Dataset excerpts:
= = = = = = =
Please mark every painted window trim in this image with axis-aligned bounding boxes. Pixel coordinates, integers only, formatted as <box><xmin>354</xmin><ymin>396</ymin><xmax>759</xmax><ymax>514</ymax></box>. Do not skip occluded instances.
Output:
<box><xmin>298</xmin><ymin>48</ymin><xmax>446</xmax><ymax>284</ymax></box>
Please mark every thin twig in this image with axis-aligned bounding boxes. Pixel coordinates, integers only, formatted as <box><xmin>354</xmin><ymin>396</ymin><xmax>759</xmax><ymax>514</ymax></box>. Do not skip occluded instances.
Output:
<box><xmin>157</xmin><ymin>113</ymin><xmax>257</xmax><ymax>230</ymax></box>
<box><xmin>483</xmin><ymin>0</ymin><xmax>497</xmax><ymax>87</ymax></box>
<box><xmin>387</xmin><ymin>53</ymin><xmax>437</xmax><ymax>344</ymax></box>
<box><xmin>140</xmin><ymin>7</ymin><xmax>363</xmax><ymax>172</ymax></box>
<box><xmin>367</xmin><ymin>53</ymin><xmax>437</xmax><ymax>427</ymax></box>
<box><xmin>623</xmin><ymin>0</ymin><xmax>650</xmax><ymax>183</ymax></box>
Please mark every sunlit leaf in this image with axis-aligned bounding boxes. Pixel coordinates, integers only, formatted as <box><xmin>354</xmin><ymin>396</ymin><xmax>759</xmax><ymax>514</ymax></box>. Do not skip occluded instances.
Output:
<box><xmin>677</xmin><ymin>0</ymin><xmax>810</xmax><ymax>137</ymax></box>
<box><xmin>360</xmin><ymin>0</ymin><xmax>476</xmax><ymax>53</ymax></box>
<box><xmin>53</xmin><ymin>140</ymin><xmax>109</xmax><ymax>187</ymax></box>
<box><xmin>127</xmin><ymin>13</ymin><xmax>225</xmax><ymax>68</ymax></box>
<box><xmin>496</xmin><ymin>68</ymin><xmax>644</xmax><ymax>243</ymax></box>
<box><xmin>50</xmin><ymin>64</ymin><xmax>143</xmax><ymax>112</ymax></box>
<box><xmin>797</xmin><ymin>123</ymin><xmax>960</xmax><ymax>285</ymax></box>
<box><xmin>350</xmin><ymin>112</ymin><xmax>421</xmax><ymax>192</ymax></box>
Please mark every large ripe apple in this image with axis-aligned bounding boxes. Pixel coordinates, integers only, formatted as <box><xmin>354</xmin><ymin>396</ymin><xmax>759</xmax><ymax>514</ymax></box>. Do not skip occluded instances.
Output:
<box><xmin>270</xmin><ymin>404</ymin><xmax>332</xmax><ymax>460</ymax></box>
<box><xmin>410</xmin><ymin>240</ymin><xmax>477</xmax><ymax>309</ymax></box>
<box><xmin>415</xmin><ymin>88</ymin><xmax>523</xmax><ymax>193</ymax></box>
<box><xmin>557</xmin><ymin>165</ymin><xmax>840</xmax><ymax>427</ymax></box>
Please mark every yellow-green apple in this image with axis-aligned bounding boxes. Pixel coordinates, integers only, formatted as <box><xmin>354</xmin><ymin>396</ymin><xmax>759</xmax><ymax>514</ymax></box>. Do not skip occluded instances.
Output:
= = = = = = =
Instructions to follow: Rewrite the items above as a JSON array of strings, one string per line, with blank lines dropped.

The answer:
[
  "Please mark every painted window trim in this image with axis-aligned bounding boxes. Pixel coordinates, integers only, formatted as <box><xmin>354</xmin><ymin>396</ymin><xmax>759</xmax><ymax>514</ymax></box>. Do not skip occluded instances.",
  "Output:",
  "<box><xmin>298</xmin><ymin>48</ymin><xmax>446</xmax><ymax>284</ymax></box>",
  "Please mark every thin twig in this image with axis-aligned bounding boxes. Pixel coordinates, integers only, formatted as <box><xmin>354</xmin><ymin>396</ymin><xmax>759</xmax><ymax>514</ymax></box>. Do not skip occluded instances.",
  "Output:",
  "<box><xmin>157</xmin><ymin>113</ymin><xmax>257</xmax><ymax>230</ymax></box>",
  "<box><xmin>483</xmin><ymin>0</ymin><xmax>497</xmax><ymax>87</ymax></box>",
  "<box><xmin>387</xmin><ymin>53</ymin><xmax>437</xmax><ymax>344</ymax></box>",
  "<box><xmin>140</xmin><ymin>7</ymin><xmax>363</xmax><ymax>172</ymax></box>",
  "<box><xmin>367</xmin><ymin>53</ymin><xmax>437</xmax><ymax>427</ymax></box>",
  "<box><xmin>623</xmin><ymin>0</ymin><xmax>650</xmax><ymax>183</ymax></box>",
  "Please mark every sunlit leaf in this image with axis-aligned bounding boxes. Pixel coordinates, integers only, formatted as <box><xmin>354</xmin><ymin>396</ymin><xmax>759</xmax><ymax>514</ymax></box>. Do not skip occluded instances.",
  "Output:",
  "<box><xmin>677</xmin><ymin>0</ymin><xmax>810</xmax><ymax>137</ymax></box>",
  "<box><xmin>360</xmin><ymin>0</ymin><xmax>476</xmax><ymax>53</ymax></box>",
  "<box><xmin>53</xmin><ymin>140</ymin><xmax>109</xmax><ymax>187</ymax></box>",
  "<box><xmin>127</xmin><ymin>13</ymin><xmax>225</xmax><ymax>68</ymax></box>",
  "<box><xmin>496</xmin><ymin>68</ymin><xmax>644</xmax><ymax>243</ymax></box>",
  "<box><xmin>50</xmin><ymin>64</ymin><xmax>143</xmax><ymax>112</ymax></box>",
  "<box><xmin>797</xmin><ymin>123</ymin><xmax>960</xmax><ymax>285</ymax></box>",
  "<box><xmin>350</xmin><ymin>112</ymin><xmax>421</xmax><ymax>192</ymax></box>",
  "Please mark every large ripe apple in this image with axis-aligned bounding boxes. Pixel coordinates, integers only, formatted as <box><xmin>354</xmin><ymin>396</ymin><xmax>759</xmax><ymax>514</ymax></box>. Do not skip occluded instances.",
  "Output:",
  "<box><xmin>270</xmin><ymin>404</ymin><xmax>332</xmax><ymax>460</ymax></box>",
  "<box><xmin>410</xmin><ymin>240</ymin><xmax>477</xmax><ymax>309</ymax></box>",
  "<box><xmin>415</xmin><ymin>88</ymin><xmax>523</xmax><ymax>193</ymax></box>",
  "<box><xmin>557</xmin><ymin>165</ymin><xmax>840</xmax><ymax>427</ymax></box>",
  "Please mark every yellow-green apple in this image with axis-aligned bounding boxes. Pixel coordinates, integers only, formatted as <box><xmin>354</xmin><ymin>396</ymin><xmax>759</xmax><ymax>514</ymax></box>. Do not skip occluded instances.",
  "Output:"
]